Lines of data
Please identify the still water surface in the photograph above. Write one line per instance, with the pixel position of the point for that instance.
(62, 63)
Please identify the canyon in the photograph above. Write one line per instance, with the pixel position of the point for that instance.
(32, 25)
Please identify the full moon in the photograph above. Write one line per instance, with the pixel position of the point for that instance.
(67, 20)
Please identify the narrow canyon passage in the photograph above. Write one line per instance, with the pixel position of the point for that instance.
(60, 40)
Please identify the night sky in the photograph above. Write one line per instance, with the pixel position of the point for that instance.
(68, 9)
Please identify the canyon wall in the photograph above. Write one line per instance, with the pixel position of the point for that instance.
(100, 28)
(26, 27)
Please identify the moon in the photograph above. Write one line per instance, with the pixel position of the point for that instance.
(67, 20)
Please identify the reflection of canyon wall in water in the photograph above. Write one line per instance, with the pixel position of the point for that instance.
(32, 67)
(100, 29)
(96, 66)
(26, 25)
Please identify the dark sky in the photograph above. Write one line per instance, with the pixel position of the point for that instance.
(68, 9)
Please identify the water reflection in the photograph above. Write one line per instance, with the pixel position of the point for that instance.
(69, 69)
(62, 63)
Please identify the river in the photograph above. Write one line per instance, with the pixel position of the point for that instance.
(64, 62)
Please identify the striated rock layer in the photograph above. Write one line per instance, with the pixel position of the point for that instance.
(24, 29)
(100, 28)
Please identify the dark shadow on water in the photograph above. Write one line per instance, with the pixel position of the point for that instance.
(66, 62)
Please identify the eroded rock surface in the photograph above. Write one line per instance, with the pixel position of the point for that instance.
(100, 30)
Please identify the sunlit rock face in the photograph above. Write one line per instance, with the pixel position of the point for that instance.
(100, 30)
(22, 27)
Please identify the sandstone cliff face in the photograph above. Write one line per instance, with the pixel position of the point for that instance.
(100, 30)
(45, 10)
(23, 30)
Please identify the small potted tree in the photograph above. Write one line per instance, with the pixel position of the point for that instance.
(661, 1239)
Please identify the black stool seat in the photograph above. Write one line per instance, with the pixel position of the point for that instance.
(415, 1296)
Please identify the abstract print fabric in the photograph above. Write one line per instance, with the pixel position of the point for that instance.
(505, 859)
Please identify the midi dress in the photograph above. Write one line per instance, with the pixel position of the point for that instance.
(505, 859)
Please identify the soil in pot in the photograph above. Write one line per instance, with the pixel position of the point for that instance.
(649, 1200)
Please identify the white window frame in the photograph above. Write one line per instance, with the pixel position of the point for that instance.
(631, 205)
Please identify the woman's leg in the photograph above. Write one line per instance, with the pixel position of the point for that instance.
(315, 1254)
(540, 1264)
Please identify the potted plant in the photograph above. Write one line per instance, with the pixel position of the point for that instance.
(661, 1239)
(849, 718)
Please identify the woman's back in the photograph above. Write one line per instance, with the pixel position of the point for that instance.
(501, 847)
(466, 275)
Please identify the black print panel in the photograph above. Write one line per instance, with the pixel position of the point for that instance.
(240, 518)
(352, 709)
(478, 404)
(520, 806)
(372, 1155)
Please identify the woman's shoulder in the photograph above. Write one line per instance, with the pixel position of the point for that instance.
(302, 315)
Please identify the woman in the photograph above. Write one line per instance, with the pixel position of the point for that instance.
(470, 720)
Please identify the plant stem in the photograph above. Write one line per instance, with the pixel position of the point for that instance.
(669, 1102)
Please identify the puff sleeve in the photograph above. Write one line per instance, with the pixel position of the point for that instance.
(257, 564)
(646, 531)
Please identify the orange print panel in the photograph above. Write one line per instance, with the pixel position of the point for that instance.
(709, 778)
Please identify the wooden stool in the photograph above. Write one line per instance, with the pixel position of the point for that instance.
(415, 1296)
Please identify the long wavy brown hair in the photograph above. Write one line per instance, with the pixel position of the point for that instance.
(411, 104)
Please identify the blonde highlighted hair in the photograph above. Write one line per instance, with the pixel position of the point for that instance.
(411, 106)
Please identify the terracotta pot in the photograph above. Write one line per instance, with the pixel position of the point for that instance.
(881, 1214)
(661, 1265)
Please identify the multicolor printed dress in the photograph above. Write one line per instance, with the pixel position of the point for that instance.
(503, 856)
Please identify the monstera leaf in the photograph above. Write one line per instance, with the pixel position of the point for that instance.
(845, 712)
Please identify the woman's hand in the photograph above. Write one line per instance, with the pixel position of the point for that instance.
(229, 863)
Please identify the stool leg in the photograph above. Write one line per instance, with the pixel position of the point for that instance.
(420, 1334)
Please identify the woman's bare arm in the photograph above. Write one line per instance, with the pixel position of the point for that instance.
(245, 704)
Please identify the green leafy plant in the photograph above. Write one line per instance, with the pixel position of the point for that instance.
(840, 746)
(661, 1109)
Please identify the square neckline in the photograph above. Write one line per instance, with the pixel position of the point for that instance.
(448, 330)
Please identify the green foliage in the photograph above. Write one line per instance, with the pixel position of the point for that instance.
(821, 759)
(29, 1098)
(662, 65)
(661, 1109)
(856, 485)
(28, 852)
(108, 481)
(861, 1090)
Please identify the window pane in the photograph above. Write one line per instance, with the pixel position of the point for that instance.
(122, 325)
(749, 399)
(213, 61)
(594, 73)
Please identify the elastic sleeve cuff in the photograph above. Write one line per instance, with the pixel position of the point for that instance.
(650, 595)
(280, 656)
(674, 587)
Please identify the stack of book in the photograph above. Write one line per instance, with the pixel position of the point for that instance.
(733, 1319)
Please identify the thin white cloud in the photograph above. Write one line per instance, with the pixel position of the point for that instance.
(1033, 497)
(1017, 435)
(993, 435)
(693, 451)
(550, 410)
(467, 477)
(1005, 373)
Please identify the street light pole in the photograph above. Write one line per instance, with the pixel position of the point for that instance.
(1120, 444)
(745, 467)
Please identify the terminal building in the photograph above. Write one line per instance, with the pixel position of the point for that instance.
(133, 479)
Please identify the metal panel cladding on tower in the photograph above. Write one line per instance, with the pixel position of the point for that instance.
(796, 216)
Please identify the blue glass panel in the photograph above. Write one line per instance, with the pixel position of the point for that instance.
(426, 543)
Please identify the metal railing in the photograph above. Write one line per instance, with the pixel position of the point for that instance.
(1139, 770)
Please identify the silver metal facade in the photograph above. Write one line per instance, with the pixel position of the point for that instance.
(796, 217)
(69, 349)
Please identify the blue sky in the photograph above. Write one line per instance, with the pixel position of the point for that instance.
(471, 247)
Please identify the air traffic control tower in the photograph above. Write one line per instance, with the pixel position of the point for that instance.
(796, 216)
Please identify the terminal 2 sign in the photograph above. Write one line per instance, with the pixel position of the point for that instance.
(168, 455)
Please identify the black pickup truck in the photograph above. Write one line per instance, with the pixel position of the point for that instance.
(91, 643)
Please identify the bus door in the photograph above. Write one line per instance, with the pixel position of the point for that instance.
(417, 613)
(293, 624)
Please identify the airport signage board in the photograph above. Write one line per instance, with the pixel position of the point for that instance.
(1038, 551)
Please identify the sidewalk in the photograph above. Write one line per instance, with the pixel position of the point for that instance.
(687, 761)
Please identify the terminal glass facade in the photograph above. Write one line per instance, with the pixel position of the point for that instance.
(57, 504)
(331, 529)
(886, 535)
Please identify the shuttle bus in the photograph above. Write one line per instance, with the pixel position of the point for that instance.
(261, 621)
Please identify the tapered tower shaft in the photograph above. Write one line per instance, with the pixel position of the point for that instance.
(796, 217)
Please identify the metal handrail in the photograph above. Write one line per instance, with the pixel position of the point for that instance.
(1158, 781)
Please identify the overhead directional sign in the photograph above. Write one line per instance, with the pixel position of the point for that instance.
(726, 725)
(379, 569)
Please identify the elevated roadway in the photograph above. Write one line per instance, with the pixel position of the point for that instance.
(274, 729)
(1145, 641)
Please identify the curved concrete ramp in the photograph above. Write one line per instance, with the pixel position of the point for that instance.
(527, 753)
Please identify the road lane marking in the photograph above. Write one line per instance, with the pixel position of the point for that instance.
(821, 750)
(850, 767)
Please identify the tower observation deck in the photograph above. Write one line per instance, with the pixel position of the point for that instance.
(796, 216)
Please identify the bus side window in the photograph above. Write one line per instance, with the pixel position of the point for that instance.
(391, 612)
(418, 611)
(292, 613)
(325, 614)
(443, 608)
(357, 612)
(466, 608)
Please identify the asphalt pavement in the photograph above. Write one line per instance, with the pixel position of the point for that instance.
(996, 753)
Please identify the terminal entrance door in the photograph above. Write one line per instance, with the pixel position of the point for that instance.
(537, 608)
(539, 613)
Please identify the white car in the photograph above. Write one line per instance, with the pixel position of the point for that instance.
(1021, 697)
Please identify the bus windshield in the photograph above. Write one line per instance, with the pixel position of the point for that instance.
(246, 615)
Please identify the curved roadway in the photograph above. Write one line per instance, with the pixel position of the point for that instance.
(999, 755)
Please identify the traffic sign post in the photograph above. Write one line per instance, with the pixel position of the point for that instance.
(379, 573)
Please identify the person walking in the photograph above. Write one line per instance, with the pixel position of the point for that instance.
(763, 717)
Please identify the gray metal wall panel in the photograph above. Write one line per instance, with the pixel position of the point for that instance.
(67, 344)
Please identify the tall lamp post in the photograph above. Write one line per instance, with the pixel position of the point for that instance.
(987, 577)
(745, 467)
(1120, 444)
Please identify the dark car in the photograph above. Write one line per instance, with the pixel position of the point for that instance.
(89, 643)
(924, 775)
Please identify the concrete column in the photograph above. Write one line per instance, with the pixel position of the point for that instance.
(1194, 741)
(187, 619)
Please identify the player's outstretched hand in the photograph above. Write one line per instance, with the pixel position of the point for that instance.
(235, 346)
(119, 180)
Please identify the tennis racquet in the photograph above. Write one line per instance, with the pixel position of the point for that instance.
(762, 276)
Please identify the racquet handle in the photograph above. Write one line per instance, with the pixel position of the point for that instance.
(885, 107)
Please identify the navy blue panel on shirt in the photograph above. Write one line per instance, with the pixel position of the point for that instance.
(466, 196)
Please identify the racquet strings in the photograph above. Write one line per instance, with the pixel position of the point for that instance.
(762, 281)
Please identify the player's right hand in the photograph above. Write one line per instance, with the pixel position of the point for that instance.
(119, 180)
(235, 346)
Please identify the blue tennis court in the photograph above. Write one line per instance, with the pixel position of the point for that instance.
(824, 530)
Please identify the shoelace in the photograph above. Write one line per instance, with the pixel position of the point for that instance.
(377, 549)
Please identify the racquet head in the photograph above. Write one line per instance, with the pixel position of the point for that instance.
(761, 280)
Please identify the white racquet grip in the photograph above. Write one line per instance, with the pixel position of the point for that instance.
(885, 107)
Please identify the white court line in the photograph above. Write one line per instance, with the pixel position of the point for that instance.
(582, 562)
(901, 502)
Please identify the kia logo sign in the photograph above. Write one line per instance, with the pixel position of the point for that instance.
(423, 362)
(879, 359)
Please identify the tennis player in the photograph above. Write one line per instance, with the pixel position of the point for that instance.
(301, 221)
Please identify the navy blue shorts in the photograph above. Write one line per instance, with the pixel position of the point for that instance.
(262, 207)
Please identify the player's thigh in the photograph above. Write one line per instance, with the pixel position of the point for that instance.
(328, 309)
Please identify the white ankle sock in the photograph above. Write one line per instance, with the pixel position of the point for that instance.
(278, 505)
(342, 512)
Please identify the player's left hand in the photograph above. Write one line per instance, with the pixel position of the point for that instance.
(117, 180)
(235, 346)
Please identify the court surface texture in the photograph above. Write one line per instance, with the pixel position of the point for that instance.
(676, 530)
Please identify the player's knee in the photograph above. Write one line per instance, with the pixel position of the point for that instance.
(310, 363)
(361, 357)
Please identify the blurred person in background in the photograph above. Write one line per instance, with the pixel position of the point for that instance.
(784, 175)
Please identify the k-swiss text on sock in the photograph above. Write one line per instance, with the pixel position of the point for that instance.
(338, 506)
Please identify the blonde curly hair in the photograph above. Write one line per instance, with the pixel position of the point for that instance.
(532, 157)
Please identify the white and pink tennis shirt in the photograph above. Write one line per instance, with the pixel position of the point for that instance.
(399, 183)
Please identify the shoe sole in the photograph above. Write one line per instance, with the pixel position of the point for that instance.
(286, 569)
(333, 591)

- [EXERCISE PROMPT]:
Copy the lines from the one with "Please identify the black stool" up to and including the one with "(372, 1155)", putting "person's" in place of "woman's" and changing nothing else.

- [SOLUTION TO THE EXERCISE]:
Please identify the black stool seat in the photograph above. Write one line per instance, with the pixel position of the point for that instance.
(415, 1296)
Please identify the abstract print fabric in the photograph above. Write one line per instance, with the pixel position of the point for that instance.
(505, 859)
Please identify the midi dress in the photograph above. Write one line per instance, with the pixel position of the point for that instance.
(505, 859)
Please identify the soil in pot in the photograph above. Write one line per instance, with the pixel position of the point for that instance.
(649, 1200)
Please identify the white window frame in the photograph above. Write one line per instance, with the pixel position of the point for that instance.
(631, 205)
Please identify the person's leg in the photograph above. Write one line per instance, with the pixel position of the point for that instance.
(315, 1254)
(540, 1264)
Please identify the potted plant in the photograph above. Write one line per instance, with the pixel position of the point for that instance.
(661, 1239)
(849, 718)
Please identify the person's back in the photograph above. Write one line per instance, with the pixel position of the point for that instance.
(501, 847)
(466, 275)
Please identify the black print panel in the photograph above. Write one line per instance, with the pixel position of the point for that instance.
(240, 518)
(352, 709)
(478, 404)
(520, 806)
(372, 1155)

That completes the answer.